Text segment:
Malvina is a feminine given name derived from the Gaelic mala mhinn, meaning "smooth brow". It was invented by the 18th century Scottish poet James Macpherson. The name became popular in Scandinavia on account of Napoleon, an admirer of Macpherson's Ossianic poetry, who was the godfather of several children of Jean Baptiste Jules Bernadotte, an officer of his who ruled Norway and Sweden in the early 19th century.[1] Other names invented or popularised by Macpherson became popular in Scandinavia on account of Napoleon. For example: Fiona (invented),[2] and Oscar (popularised),[3] The Argentinian name for the Falkland Islands, Las Malvinas, is not etymologically related to Malvina, but is instead derived from the name of St Malo, a seaport in Brittany.[1]

Variant forms of the Malvina include: Malwine, Malvine, Malwida, Malve, Mal, and Malvin.[citation needed]

People[edit]

References[edit]

  1. ^ a b Hanks, Patrick; Hardcastle, Kate; Hodges, Flavia (2006), A dictionary of first names, Oxford Paperback Reference (2nd ed.), Oxford University Press, p. 180, ISBN 978-0-19-861060-1 .

Entries:
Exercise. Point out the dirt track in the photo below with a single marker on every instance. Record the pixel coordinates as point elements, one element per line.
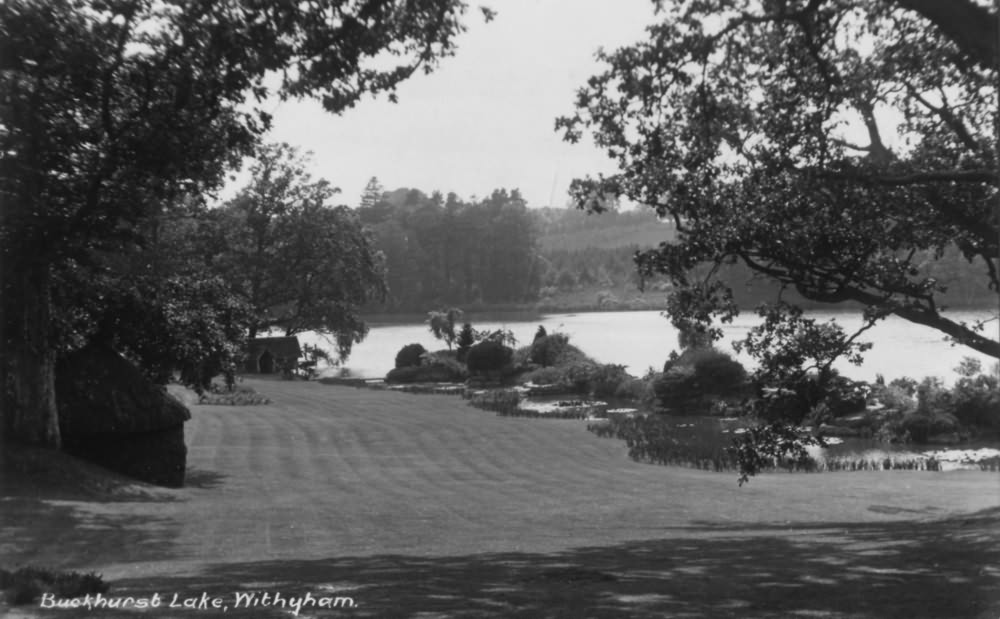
<point>339,474</point>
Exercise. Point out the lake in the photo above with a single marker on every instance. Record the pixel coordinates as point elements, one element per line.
<point>640,340</point>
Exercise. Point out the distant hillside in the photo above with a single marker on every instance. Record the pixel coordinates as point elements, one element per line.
<point>571,229</point>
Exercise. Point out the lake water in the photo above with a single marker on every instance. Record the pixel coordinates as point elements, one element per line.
<point>639,340</point>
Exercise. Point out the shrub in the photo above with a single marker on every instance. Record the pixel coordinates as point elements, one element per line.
<point>716,372</point>
<point>843,396</point>
<point>678,387</point>
<point>604,380</point>
<point>547,376</point>
<point>636,390</point>
<point>410,355</point>
<point>549,349</point>
<point>466,338</point>
<point>697,374</point>
<point>976,397</point>
<point>503,401</point>
<point>446,360</point>
<point>921,425</point>
<point>422,374</point>
<point>894,397</point>
<point>488,356</point>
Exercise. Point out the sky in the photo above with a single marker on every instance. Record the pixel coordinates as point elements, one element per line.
<point>485,119</point>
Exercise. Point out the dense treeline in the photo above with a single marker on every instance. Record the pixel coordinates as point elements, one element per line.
<point>446,251</point>
<point>496,251</point>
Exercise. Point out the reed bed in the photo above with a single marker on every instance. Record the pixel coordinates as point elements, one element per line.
<point>655,439</point>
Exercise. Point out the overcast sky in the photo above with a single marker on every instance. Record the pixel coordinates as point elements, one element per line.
<point>483,120</point>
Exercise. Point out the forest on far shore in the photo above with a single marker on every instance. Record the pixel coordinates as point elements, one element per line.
<point>498,253</point>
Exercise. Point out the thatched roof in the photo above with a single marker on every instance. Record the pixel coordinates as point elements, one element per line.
<point>285,347</point>
<point>98,391</point>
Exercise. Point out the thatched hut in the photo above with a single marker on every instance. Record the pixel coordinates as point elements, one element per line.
<point>271,355</point>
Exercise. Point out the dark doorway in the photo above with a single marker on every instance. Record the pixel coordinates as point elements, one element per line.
<point>265,363</point>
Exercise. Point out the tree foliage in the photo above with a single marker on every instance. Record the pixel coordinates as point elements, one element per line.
<point>299,262</point>
<point>836,147</point>
<point>442,324</point>
<point>443,251</point>
<point>115,112</point>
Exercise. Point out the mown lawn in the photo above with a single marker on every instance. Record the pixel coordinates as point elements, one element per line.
<point>424,506</point>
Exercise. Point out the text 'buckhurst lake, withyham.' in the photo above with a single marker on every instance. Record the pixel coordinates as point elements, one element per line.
<point>237,600</point>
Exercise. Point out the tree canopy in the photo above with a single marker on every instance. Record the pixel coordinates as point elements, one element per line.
<point>115,111</point>
<point>299,262</point>
<point>838,147</point>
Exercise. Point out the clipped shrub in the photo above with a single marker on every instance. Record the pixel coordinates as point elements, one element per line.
<point>410,355</point>
<point>547,376</point>
<point>605,380</point>
<point>466,338</point>
<point>636,390</point>
<point>697,375</point>
<point>922,425</point>
<point>446,360</point>
<point>893,397</point>
<point>488,356</point>
<point>716,372</point>
<point>421,374</point>
<point>550,349</point>
<point>678,387</point>
<point>540,333</point>
<point>976,397</point>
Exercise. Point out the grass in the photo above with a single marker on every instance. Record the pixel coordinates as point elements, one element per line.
<point>422,505</point>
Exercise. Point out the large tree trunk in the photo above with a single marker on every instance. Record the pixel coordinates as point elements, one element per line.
<point>32,417</point>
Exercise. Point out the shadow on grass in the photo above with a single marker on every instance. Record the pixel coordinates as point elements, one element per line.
<point>202,479</point>
<point>68,534</point>
<point>947,568</point>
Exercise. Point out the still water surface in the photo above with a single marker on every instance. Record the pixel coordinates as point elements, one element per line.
<point>640,340</point>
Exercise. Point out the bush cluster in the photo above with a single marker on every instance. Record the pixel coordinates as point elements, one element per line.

Job:
Carry on the article about the name Malvina from the point where it ends.

Result below:
  2. ^ Hanks, Patrick; Hardcastle, Kate; Hodges, Flavia (2006), A dictionary of first names, Oxford Paperback Reference (2nd ed.), Oxford University Press, pp. 99–100, ISBN 978-0-19-861060-1 .
  3. ^ Hanks, Patrick; Hardcastle, Kate; Hodges, Flavia (2006), A dictionary of first names, Oxford Paperback Reference (2nd ed.), Oxford University Press, p. 212, ISBN 978-0-19-861060-1 .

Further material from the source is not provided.